What is needed: Write out the records below again, switching every "pick out" to "mark" and keeping everything else the same.

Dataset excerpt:
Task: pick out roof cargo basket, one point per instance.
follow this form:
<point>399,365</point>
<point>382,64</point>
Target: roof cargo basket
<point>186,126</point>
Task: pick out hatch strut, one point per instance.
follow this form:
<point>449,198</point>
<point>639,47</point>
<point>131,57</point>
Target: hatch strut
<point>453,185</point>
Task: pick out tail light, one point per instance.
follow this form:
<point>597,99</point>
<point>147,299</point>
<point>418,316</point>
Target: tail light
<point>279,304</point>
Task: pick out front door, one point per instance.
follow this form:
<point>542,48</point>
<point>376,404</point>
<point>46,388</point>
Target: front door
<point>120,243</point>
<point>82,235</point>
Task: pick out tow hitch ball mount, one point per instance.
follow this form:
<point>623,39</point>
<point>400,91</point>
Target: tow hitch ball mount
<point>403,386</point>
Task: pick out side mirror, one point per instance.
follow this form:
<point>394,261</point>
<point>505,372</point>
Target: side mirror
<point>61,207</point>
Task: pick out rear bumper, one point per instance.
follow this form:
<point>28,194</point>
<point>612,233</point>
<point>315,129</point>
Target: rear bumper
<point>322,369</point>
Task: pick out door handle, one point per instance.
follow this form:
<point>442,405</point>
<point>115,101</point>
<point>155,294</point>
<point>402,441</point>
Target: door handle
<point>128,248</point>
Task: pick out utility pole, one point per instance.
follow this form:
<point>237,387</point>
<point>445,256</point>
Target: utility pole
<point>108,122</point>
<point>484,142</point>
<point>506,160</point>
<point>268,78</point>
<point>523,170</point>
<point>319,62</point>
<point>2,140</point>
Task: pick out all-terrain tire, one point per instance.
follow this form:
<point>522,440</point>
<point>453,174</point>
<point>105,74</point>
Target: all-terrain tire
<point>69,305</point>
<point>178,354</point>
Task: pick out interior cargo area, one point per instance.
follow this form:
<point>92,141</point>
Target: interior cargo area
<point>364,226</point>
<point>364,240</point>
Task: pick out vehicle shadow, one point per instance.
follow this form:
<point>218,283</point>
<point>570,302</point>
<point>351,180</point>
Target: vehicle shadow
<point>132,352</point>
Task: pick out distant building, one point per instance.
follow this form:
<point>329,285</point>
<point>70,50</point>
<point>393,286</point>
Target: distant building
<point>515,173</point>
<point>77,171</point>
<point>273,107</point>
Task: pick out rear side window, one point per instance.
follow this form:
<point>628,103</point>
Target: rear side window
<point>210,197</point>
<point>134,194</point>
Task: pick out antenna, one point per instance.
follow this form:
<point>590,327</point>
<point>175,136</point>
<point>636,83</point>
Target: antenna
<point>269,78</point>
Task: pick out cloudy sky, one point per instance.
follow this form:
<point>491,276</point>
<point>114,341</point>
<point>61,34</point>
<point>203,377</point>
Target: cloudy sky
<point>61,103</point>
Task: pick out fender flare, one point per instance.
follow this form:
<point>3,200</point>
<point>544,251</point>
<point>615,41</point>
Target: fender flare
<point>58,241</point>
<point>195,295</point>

Answer in full:
Task: mark roof cargo basket, one point per instance.
follow this form:
<point>399,365</point>
<point>382,64</point>
Target: roof cargo basket
<point>186,126</point>
Task: mark hatch strut, one point per instance.
follow this form:
<point>449,198</point>
<point>639,47</point>
<point>131,57</point>
Target: hatch strut
<point>453,185</point>
Task: mark tail light, one point per instance.
follow this form:
<point>597,99</point>
<point>147,299</point>
<point>418,316</point>
Target: tail light
<point>279,304</point>
Task: mark front door, one point per instance.
follow this form:
<point>542,48</point>
<point>376,404</point>
<point>46,388</point>
Target: front door
<point>120,243</point>
<point>82,235</point>
Task: mark tow hitch ball mount, one point per instance.
follow this form:
<point>623,39</point>
<point>400,91</point>
Target: tow hitch ball mount
<point>403,386</point>
Task: mark side mirror, one point per instance.
follow this form:
<point>394,261</point>
<point>505,372</point>
Target: side mirror
<point>61,207</point>
Task: mark rear bumper, one point per instance.
follow this form:
<point>28,194</point>
<point>612,233</point>
<point>315,129</point>
Target: rear bumper
<point>322,369</point>
Task: mark door handle, one point per instance.
follow this form:
<point>442,405</point>
<point>115,101</point>
<point>155,294</point>
<point>402,441</point>
Target: door handle
<point>128,248</point>
Task: mark utility pole, one point per instance.
follow this form:
<point>237,387</point>
<point>445,256</point>
Target: utility pole
<point>108,122</point>
<point>484,142</point>
<point>506,160</point>
<point>268,78</point>
<point>523,170</point>
<point>319,62</point>
<point>2,140</point>
Task: mark all-terrain tire, one point per instance.
follow this form:
<point>522,440</point>
<point>453,174</point>
<point>105,74</point>
Target: all-terrain tire
<point>69,305</point>
<point>178,354</point>
Task: mark interior cargo area, one point per instance.
follow this form:
<point>92,141</point>
Target: interior cargo area
<point>364,226</point>
<point>364,240</point>
Task: mark vehicle shadow, one point per instance.
follow this form:
<point>218,283</point>
<point>570,302</point>
<point>351,180</point>
Target: vehicle shadow
<point>132,352</point>
Task: mark distant building, one point per instance.
follow this form:
<point>329,285</point>
<point>70,50</point>
<point>393,286</point>
Target: distant building
<point>515,173</point>
<point>77,171</point>
<point>273,107</point>
Task: mark rear side window, one point per instance.
follow this form:
<point>628,103</point>
Target: rear side window
<point>210,197</point>
<point>134,194</point>
Task: mark antenna, one point per instance.
follow this form:
<point>590,327</point>
<point>175,136</point>
<point>636,83</point>
Target: antenna
<point>269,78</point>
Task: mark cloudy sky, one point per instance.
follow this form:
<point>491,276</point>
<point>114,341</point>
<point>61,34</point>
<point>203,377</point>
Target: cloudy sky
<point>61,103</point>
Task: mark fender flare, one point per instance.
follow this form:
<point>3,200</point>
<point>544,251</point>
<point>615,41</point>
Target: fender flare
<point>58,241</point>
<point>195,295</point>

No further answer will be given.